WORK REQUIRED » Copy down the listing below exactly, please, including every line.

SUPPLIED DATA »
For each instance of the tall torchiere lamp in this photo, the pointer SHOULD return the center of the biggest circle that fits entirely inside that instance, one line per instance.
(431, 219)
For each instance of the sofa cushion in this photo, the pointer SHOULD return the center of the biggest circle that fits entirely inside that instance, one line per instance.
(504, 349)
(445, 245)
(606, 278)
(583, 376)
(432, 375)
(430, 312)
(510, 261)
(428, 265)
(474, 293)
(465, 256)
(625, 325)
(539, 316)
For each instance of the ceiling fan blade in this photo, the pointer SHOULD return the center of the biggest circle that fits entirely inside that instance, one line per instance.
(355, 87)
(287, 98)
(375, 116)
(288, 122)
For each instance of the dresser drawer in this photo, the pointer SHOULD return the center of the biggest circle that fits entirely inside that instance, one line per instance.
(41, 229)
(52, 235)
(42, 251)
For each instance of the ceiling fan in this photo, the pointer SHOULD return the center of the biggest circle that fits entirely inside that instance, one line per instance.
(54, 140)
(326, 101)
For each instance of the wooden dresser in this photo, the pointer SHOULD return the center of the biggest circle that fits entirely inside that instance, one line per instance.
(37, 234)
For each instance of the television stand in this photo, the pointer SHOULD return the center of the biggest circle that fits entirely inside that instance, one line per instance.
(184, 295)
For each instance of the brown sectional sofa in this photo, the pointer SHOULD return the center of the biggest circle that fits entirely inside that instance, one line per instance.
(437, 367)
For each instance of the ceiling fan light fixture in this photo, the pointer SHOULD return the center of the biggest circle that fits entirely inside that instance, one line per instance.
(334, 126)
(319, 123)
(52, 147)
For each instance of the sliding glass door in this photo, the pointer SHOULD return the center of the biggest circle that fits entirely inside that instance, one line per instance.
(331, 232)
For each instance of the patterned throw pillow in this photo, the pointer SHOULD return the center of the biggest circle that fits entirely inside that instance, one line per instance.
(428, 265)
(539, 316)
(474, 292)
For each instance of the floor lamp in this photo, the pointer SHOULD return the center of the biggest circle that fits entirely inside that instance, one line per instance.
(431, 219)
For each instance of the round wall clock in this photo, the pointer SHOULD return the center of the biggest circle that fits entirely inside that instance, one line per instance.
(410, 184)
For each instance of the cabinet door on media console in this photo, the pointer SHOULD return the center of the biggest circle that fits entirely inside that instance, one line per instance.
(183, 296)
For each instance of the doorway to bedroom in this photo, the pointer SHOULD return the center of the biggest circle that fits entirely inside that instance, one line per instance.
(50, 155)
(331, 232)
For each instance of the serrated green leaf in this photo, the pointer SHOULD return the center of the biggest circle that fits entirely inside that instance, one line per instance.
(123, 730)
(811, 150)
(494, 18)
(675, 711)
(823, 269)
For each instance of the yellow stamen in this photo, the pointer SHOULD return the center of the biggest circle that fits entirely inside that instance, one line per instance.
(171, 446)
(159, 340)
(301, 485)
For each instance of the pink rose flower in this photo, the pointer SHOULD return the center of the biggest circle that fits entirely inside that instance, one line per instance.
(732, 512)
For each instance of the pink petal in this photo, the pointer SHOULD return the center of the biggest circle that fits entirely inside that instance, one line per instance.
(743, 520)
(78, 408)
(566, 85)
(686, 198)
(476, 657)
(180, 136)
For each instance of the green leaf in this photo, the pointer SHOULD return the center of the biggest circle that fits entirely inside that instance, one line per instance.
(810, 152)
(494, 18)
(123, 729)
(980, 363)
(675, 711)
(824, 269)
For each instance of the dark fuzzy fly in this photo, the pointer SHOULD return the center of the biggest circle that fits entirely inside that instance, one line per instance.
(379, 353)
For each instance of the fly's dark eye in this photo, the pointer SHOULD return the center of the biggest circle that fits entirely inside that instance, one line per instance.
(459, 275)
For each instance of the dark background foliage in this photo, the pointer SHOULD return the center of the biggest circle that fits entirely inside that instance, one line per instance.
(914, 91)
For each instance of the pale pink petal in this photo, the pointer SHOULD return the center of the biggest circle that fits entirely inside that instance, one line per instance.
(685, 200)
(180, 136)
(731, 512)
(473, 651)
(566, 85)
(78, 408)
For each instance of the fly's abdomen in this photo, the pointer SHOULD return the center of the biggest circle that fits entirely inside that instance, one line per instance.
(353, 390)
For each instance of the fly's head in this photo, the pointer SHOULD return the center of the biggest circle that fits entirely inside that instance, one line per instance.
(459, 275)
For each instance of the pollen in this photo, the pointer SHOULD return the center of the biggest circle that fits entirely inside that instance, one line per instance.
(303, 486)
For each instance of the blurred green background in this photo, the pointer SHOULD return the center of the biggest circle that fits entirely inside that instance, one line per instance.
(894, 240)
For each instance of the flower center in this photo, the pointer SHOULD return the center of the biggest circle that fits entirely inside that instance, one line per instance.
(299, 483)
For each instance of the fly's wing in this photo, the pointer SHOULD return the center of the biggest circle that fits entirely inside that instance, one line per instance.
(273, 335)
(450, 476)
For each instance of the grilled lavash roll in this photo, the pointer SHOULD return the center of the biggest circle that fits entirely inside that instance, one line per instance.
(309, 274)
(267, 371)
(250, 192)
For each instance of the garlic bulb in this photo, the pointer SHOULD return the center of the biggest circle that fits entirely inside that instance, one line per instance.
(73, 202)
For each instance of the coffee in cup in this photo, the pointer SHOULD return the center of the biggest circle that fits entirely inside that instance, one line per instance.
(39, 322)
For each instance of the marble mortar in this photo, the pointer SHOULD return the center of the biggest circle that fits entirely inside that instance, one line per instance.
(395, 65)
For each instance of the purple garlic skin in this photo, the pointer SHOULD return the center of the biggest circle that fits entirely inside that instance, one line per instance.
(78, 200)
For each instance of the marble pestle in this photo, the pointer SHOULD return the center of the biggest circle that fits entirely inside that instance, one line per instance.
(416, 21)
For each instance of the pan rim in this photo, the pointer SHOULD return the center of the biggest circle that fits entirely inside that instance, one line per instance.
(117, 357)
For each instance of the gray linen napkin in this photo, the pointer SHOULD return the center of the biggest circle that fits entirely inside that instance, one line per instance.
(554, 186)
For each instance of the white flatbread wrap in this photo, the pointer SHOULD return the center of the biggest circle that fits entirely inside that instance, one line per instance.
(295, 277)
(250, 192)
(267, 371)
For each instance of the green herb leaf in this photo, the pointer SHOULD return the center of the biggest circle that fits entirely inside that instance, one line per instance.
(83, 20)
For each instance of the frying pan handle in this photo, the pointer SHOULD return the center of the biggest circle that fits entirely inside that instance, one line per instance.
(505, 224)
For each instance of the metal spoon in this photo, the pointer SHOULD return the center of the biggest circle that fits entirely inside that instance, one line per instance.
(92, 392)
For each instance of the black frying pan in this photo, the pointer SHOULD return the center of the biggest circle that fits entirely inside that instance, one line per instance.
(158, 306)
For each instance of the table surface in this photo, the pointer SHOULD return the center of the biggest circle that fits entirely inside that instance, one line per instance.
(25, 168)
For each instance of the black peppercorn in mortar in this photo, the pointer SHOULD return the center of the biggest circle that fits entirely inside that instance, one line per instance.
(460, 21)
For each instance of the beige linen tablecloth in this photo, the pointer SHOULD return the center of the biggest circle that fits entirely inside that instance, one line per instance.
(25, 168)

SOLUTION TO THIS TASK »
For each instance of the tall torchiere lamp in this photo, the pointer SHOULD return the center of the biggest circle that fits entirely inside that instance, one line per instance.
(431, 219)
For each instance of the sofa cushion in this photo, the pointer SHOULD return the center of the biggest circle that fits entirely inside that instance, one line per instance.
(504, 349)
(445, 245)
(606, 278)
(583, 376)
(432, 375)
(430, 312)
(510, 261)
(428, 265)
(474, 293)
(465, 256)
(625, 325)
(539, 316)
For each instance of the ceiling fan blade in this photo, the pointer SHOULD return the center of the biggest circle that fits entirely inside that instance, one line per instance.
(355, 87)
(287, 98)
(375, 116)
(288, 122)
For each instance of the dresser drawer in this photo, the pointer SHOULD return the center of the biggest circle that fits entirely inside that instance, one line per instance.
(41, 229)
(52, 235)
(42, 251)
For each instance of the ceiling fan in this photo, the pointer SHOULD return the center of the biggest circle that fits entirely inside that instance, one line per instance.
(54, 140)
(326, 101)
For each instance of the wooden dresser in this photo, the pointer SHOULD return the center of the biggest circle that fits entirely inside that instance, one line per instance.
(37, 234)
For each instance of the television stand in this photo, the pointer SHOULD return the center of the biggest circle that fits entirely inside that instance, one line per instance.
(184, 295)
For each instance of the brown sectional sofa in this photo, the pointer SHOULD return the center of the biggest circle that fits entirely inside that instance, one line per instance.
(437, 367)
For each instance of the ceiling fan light fixture in this photo, the pointer SHOULD return the center of the biggest circle that fits entirely inside that instance, one line per instance.
(334, 126)
(319, 123)
(52, 147)
For each instance of the sliding glass door in this photo, the pointer SHOULD return the center of the biggest circle that fits entirely inside that instance, one line per instance.
(331, 232)
For each instance of the patterned throw pillow in this photo, the pointer SHOULD return the center of the biggest circle that fits entirely inside that instance, one line per instance.
(428, 265)
(539, 316)
(474, 292)
For each instance of the floor lamp in this photo, the pointer SHOULD return the center of the biggest circle that fits entirely inside that instance, one line per instance.
(431, 219)
For each instance of the round wall clock in this photo, the pointer SHOULD return the center of the biggest circle that fits entirely inside that instance, one line per instance.
(410, 184)
For each instance of the cabinet door on media console in this photo, the pointer SHOULD return the center of the biggest circle that fits entirely inside that instance, one line per instance.
(183, 296)
For each instance of the doorway to bedroom in this photo, the pointer SHOULD return the center of the biggest circle that fits entirely inside that instance, one line per instance.
(50, 155)
(331, 232)
For each instance of the serrated green leaf in this photo, the pointer SHOULD return the center of the biggest circle that fits entirely inside that instance, one line per instance.
(123, 730)
(811, 150)
(494, 18)
(675, 711)
(823, 269)
For each instance of the yellow stamen in this photo, the pointer SHOULD return the center of the biggest circle that fits entirely inside that instance, one line per instance.
(171, 446)
(159, 340)
(301, 485)
For each instance of the pink rose flower in this photo, the pointer SHOULD return the center of the biggest circle that fits entirely inside that instance, one line per instance.
(732, 512)
For each instance of the pink petal in this photo, the pointer SHOULD return the center of the biggest circle that fits entirely inside that instance, one line per instance.
(743, 520)
(78, 408)
(566, 85)
(686, 198)
(476, 657)
(180, 136)
For each instance of the green leaf in this photo, the pointer SHOULD return the center of the biggest circle that fits entirely inside that instance, one line per instance.
(810, 152)
(494, 18)
(123, 729)
(980, 363)
(675, 711)
(824, 269)
For each instance of the dark fuzzy fly in this photo, the pointer SHOULD return the center of the biggest circle that fits entirely inside that instance, one line per instance.
(379, 353)
For each instance of the fly's dark eye in this photo, the pointer SHOULD return the center of the biggest circle that fits entirely inside that instance, one line per instance.
(459, 275)
For each instance of the dark background foliage in this photo, the pointer SHOULD return the center of the biggest circle that fits entirely inside that instance, one line per instance.
(914, 91)
For each instance of the pale pink petal in this photo, the pointer SHOULD return the center of the biggest circle that fits entirely inside that instance, one line per instance.
(685, 200)
(180, 136)
(731, 512)
(473, 651)
(566, 85)
(78, 408)
For each instance of the fly's abdomen in this photo, the pointer SHOULD return the center of the biggest circle that fits entirely inside that instance, one line per instance.
(353, 390)
For each instance of the fly's head in this photo, the pointer SHOULD return the center of the biggest circle that fits entirely inside that instance, one line per instance.
(459, 275)
For each instance of the pollen in this photo, the pointer SHOULD return the center of the biggest circle that fits entirely inside that instance, one line per instance.
(303, 486)
For each instance of the blurred green background in this photo, the pointer SHOULD return the center of the biggest circle that fits entirely inside that instance, one line per instance.
(894, 240)
For each instance of the flower center in this photo, the pointer SHOULD return the center of the biggest circle that fits entirely inside that instance, one line per instance.
(299, 483)
For each instance of the fly's wing in this photo, the pointer SHOULD return the center of the biggest circle that fits entirely inside that instance, one line per instance.
(273, 335)
(450, 476)
For each instance of the grilled lavash roll in this photo, the pointer SHOULD return the center of the biggest circle that fits entirely inside that instance, one line per instance.
(309, 274)
(267, 371)
(250, 192)
For each instance of the garlic bulb in this photo, the pointer SHOULD return the center of the biggest circle that fits entirely inside that instance, one line per instance.
(73, 202)
For each instance of the coffee in cup in this photo, the pointer SHOULD return the center of the biggest circle that fits entirely inside that instance, one line per instance.
(39, 322)
For each instance of the marble mortar in this photo, the pointer SHOULD return the center of the biggest circle that fits entirely inside that instance, one line per instance.
(395, 65)
For each instance of the purple garlic skin in this photo, the pointer SHOULD return the center of the biggest circle that fits entirely inside that instance, one line per instance.
(78, 200)
For each instance of the marble pestle in this photo, the pointer SHOULD return the center of the biggest circle that fits entirely inside that instance, one line per instance.
(416, 21)
For each instance of the pan rim in this photo, the pointer SHOULD return the center of the biggest circle that fits entirely inside that instance, one line per instance.
(117, 357)
For each instance of the gray linen napkin in this photo, the pointer SHOULD return the center of the biggest circle that fits entirely inside that instance, one line per instance.
(554, 186)
For each instance of the white flatbread wrap in this photo, the pointer SHOULD return the center of the biggest circle that fits entirely inside that instance, one line per instance.
(295, 277)
(250, 192)
(267, 371)
For each instance of the green herb leaf in this photo, the pointer SHOULD return the center of the biggest circle that fits entirely inside that instance, one line per instance.
(83, 20)
For each instance of the frying pan handle in this photo, the pointer SHOULD return the center of the biggest circle that fits entirely inside that instance, one line per instance.
(505, 224)
For each instance of the metal spoon in this photo, the pointer SHOULD return the center of the biggest circle that fits entirely inside that instance, one line per instance.
(92, 392)
For each instance of the black frying pan in this photo, the pointer SHOULD return the center of the biggest circle that fits entirely inside that instance, one line per instance.
(158, 306)
For each instance of the table surface in this photo, the pointer SHOULD return the center of the biggest circle that fits entirely inside that instance, one line per instance.
(25, 168)
For each instance of the black peppercorn in mortar in this photo, the pointer SHOULD return the center of the biggest circle that fits entirely inside that instance, one line per instance.
(460, 21)
For each instance of the beige linen tablecloth in this photo, the pointer SHOULD return the center of the biggest circle that fits entirely inside that instance, one line per instance.
(25, 168)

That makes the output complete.